## Information provided
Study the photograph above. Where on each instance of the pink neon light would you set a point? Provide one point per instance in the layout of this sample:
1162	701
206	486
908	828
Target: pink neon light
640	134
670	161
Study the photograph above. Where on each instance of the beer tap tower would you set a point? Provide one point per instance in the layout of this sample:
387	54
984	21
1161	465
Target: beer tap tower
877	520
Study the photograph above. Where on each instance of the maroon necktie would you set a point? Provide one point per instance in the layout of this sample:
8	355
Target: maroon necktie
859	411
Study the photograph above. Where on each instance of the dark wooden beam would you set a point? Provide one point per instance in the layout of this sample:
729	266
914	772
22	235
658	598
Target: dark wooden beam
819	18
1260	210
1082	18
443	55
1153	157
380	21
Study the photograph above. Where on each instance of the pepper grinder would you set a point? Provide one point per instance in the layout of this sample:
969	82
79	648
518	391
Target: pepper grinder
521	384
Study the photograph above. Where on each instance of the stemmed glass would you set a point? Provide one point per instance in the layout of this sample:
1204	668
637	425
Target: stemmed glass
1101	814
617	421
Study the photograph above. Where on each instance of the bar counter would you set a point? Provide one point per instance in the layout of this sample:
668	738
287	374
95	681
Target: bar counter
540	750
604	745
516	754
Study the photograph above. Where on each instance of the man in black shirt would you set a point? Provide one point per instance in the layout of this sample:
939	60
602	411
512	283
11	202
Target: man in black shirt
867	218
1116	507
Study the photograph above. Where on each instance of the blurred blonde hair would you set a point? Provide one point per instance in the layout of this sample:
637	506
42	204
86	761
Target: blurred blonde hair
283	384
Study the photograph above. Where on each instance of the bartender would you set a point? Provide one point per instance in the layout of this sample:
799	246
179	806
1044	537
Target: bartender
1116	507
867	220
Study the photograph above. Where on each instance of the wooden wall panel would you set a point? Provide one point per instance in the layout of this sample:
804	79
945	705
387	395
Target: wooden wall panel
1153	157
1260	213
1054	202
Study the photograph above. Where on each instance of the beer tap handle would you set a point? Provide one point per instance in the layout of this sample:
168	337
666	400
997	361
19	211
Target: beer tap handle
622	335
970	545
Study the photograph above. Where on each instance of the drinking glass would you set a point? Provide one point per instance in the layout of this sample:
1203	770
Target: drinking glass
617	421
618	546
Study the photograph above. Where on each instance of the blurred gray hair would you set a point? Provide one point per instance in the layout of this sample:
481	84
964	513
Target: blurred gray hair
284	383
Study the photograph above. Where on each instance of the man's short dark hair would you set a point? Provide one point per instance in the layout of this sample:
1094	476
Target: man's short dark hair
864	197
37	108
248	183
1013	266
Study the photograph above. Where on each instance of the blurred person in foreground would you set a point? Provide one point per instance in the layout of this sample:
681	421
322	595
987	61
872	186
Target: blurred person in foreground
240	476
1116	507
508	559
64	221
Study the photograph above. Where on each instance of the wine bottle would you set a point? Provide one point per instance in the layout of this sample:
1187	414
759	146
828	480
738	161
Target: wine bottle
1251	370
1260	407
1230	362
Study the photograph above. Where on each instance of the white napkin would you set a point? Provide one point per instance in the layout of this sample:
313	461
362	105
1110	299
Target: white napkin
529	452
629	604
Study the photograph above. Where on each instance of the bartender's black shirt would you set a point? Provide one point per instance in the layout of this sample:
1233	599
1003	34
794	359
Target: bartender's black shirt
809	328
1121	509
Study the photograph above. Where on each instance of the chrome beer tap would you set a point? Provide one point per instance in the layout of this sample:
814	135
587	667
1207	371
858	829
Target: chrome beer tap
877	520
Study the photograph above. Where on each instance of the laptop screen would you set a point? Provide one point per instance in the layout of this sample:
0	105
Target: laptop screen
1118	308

## Task prompt
Output every record exactly as written, with nothing dropped.

## Response area
Study the photograph above. Where on each instance of the pink neon light would you set a point? Provide one point per instance in the layout of this sample:
1162	701
206	486
908	828
Target: pink neon light
640	134
670	161
Study the photograph above. Where on each instance of the beer tap tower would you set a point? Provide one point per instance in the layout of this sample:
387	54
984	21
1161	465
Target: beer tap tower
877	520
Study the photograph above. Where on each instance of the maroon necktie would you set a point? Provide one point per instance in the layout of this sample:
8	355
Target: maroon necktie
859	411
Study the photograph above. Where on each instance of the dark wooden beam would you set a point? Provide one point per instance in the layout of this sample:
729	266
914	772
22	235
658	598
Target: dark wooden beam
819	18
1260	210
1082	18
443	55
1153	157
380	21
Study the photograph above. Where on each instance of the pepper grinder would you set a point? Provide one point per instance in the layout of this sample:
969	82
79	648
518	391
Target: pepper grinder
521	384
Study the photograph above. Where on each instance of the stemmed glass would you set a point? Provide one point per instance in the layout of this sample:
1204	668
637	425
Target: stemmed glass
1101	814
617	421
Study the photograph above. Where on each instance of the bar counter would you set a point? Provide one point per instance in the layout of this sample:
668	738
287	374
95	681
Target: bar counter
540	750
604	745
516	754
Study the photograph above. Where on each instance of the man in black shirt would you set a point? Provide one point per instance in the layout of this sample:
939	60
602	411
512	283
11	202
Target: man in black shirt
867	218
1116	507
Study the photograph above. Where on each instance of the blurred blonde hair would you set a point? Provide one point per instance in the layout of this sample:
637	506
42	204
86	761
Target: blurred blonde hair
283	384
Study the photograph above. Where on each instance of the bartender would you set a point? Provide one point per instance in the layout of this sample:
799	246
179	806
1044	537
Target: bartender
1116	507
867	220
Study the photograph above. Where on each instance of the wooden wall panel would you set a point? Provide one point per instance in the layout of this sample:
804	79
945	705
387	395
Target: wooden wall panel
1153	157
1260	213
1054	202
Study the photograph above. Where on each instance of the beer tap handle would you set a point? Provide one point per instance in the layout of this sample:
168	337
666	400
997	361
19	211
Target: beer tap handle
622	335
970	545
Study the photograph above. Where on each instance of the drinking glass would you set a point? Provide one point per instance in the layout of this sample:
1203	770
Target: drinking glass
617	421
618	546
Study the photograph above. Where on each instance of the blurred gray hair would you set a point? Provide one point per instance in the layout of this sample:
481	84
964	513
Target: blurred gray hair
284	383
Study the photograph above. Where on each instance of the man's short dark hair would you set a point? Provide one point per instance in the layout of this sample:
1094	476
Target: man's short dark hair
864	197
37	108
248	183
1013	266
Study the photograph above. Where on each instance of the blurred person in foreground would you set a point? Provide one point per instance in the layout of this sample:
681	421
322	595
987	61
872	186
Target: blurred person in foreground
240	476
1116	507
508	559
64	221
Study the photograph above. Where on each instance of the wine bottle would you set a point? Provide one point per instance in the layout of this sample:
1187	414
759	146
828	480
738	161
Target: wine bottle
1251	370
1260	407
1230	362
Study the photograph above. Where on each instance of the white napkin would you set a point? Provide one point per instance in the layout of this sample:
313	461
362	105
1110	299
Target: white napkin
529	452
629	604
Study the photograph above. Where on each instance of the bartender's black shirt would you set a point? Provide one point per instance in the layout of this sample:
1233	599
1003	34
794	359
Target: bartender's black shirt
809	328
1121	509
Study the photograph above. Where on each instance of the chrome beer tap would you set a point? Provide one point per instance in the layout of this sample:
814	135
587	667
1207	371
858	829
Target: chrome beer tap
877	520
Study the photograph above. Where on each instance of the laptop screen would you set a point? Provide one point per instance in the layout of this sample:
0	105
Target: laptop screen
1118	308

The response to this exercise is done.